### REQUIREMENTS
Reproduce everything from the start of the items down to and including the line containing "(1128, 801)", substituting "location" for every occurrence of "pixel" and leaving all else unchanged.

═══

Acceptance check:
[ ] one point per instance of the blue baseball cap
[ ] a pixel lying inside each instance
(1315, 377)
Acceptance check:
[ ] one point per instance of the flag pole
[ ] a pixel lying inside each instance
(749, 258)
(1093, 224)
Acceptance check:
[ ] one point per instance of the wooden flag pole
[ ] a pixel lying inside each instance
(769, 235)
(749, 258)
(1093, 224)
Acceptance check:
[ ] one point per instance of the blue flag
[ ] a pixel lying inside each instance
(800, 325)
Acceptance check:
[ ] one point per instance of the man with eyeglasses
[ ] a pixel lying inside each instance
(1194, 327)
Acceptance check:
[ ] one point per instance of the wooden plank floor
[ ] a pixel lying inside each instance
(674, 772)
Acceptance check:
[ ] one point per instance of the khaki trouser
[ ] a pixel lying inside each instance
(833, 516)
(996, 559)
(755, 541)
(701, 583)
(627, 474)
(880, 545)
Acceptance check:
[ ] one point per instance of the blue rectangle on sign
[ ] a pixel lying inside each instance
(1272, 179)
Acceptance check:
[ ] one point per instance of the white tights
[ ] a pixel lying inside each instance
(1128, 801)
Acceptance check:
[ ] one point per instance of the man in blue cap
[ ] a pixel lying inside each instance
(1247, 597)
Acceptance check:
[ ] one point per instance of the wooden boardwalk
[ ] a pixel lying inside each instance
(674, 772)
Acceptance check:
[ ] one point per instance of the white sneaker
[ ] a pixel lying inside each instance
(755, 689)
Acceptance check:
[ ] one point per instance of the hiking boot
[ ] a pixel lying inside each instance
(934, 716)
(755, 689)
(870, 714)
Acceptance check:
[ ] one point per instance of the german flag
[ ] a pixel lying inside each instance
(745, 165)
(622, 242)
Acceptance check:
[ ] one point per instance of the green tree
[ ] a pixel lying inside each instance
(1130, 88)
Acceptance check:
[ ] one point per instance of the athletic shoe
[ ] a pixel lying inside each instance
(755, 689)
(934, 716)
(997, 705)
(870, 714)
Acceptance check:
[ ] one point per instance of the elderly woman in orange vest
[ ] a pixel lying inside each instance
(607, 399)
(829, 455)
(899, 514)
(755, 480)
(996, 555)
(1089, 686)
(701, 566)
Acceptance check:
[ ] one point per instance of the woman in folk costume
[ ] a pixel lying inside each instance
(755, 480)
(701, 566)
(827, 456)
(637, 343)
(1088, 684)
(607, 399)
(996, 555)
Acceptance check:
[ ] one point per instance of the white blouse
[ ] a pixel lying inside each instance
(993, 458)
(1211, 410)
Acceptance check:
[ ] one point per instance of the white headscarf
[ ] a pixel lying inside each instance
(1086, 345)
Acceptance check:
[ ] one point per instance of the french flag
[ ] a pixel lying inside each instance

═══

### RESULT OF THIS EXERCISE
Acceptance check:
[ ] one point per instance of the blue baseball cap
[ ] a location lying inside each instance
(1315, 377)
Acceptance check:
[ ] one point per instance of the flag pole
[ ] a location lying inside each instance
(749, 258)
(1093, 224)
Acceptance check:
[ ] one point per instance of the wooden flag pole
[ ] a location lying inside each instance
(769, 235)
(749, 258)
(1093, 224)
Acceptance check:
[ ] one point per instance of the blue flag
[ ] a location lying inside each instance
(800, 325)
Acceptance check:
[ ] one point per instance of the man with eyeglasses
[ ] a location lying inside each instance
(1194, 327)
Acceptance check:
[ ] one point per instance of the wooden plank floor
[ ] a location lying inside each instance
(674, 772)
Acceptance check:
[ ] one point per instance of the khaki trouser
[ ] a location lying inside each instance
(833, 516)
(996, 559)
(755, 541)
(701, 583)
(627, 474)
(880, 545)
Acceptance check:
[ ] one point per instance of the blue rectangle on sign
[ ] a location lying inside each instance
(1272, 179)
Acceptance check:
[ ] one point per instance of the white tights
[ ] a location lying inside each instance
(1128, 801)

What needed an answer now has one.